-- START OF Given information --

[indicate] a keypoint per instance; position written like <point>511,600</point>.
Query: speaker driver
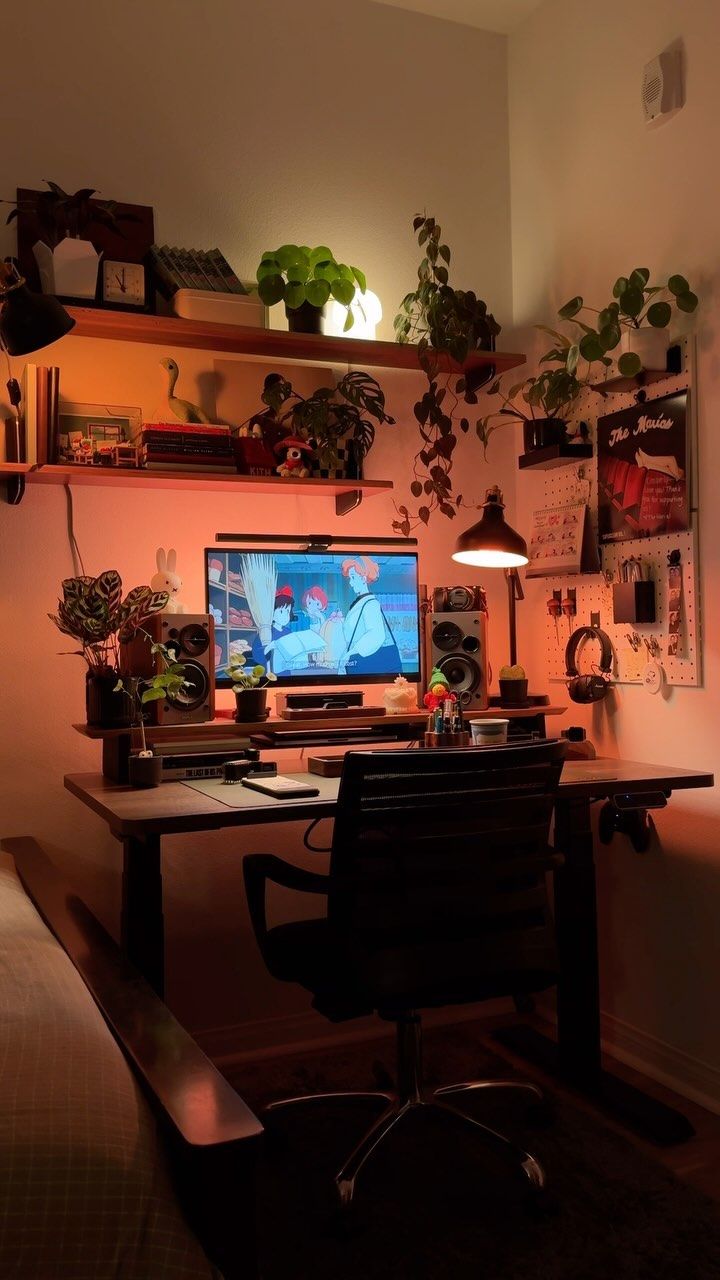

-- END OF Given information --
-- START OF Given information --

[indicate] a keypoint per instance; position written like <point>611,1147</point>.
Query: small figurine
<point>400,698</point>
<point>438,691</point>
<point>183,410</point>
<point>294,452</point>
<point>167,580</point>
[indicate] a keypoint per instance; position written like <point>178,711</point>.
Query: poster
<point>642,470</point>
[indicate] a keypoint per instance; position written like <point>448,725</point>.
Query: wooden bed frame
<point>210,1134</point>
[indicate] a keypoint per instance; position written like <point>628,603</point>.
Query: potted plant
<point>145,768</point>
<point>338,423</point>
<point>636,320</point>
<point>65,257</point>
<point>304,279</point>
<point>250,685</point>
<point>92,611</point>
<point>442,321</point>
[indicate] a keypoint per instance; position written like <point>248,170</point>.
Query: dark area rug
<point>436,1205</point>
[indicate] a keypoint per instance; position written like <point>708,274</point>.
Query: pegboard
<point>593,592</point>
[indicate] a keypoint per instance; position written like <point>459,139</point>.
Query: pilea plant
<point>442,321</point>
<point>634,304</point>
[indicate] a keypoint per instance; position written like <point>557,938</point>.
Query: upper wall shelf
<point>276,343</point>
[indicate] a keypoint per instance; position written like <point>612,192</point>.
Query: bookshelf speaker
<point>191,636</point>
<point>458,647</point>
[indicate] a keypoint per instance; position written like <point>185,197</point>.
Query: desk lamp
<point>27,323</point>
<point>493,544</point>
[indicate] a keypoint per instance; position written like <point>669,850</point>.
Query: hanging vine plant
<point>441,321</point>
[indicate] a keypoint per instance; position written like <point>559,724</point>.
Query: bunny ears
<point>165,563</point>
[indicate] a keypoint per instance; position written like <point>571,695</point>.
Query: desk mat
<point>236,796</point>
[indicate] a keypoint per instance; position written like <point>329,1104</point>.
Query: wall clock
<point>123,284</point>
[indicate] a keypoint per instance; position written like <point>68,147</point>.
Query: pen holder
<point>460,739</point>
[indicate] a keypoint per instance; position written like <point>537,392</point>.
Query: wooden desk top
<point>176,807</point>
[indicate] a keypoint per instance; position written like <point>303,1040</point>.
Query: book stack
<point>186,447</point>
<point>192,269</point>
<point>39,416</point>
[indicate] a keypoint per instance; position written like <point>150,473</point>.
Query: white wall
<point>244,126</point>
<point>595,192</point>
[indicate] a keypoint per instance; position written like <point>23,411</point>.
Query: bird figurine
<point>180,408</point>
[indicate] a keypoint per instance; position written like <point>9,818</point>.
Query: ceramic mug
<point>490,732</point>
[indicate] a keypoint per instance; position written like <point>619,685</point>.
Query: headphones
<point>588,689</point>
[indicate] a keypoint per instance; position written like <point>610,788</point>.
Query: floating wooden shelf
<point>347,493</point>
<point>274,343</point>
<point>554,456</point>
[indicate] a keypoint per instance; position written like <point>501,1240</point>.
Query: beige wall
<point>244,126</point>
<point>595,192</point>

-- END OF Given information --
-- START OF Given information --

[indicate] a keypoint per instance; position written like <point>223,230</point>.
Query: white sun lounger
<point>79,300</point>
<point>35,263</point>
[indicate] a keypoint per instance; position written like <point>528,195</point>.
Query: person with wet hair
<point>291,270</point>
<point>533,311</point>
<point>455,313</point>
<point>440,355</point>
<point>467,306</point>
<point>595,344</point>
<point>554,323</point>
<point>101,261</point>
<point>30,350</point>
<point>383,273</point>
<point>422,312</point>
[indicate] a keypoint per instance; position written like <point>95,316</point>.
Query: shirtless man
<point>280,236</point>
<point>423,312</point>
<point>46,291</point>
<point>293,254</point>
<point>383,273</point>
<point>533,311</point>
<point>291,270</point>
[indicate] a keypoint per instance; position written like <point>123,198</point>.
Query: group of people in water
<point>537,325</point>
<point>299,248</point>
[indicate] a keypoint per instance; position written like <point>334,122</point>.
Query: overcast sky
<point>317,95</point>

-- END OF Given information --

* Your instructions *
Please reproduce the rows character for character, beginning at the line that has "written like <point>123,198</point>." and stopping after the line that has "<point>317,95</point>".

* Solution for this task *
[indicate] a keypoint per instance; position written like <point>123,198</point>.
Query: group of people in water
<point>537,325</point>
<point>299,248</point>
[indicate] a keypoint per instance; position written like <point>334,122</point>.
Query: overcast sky
<point>317,95</point>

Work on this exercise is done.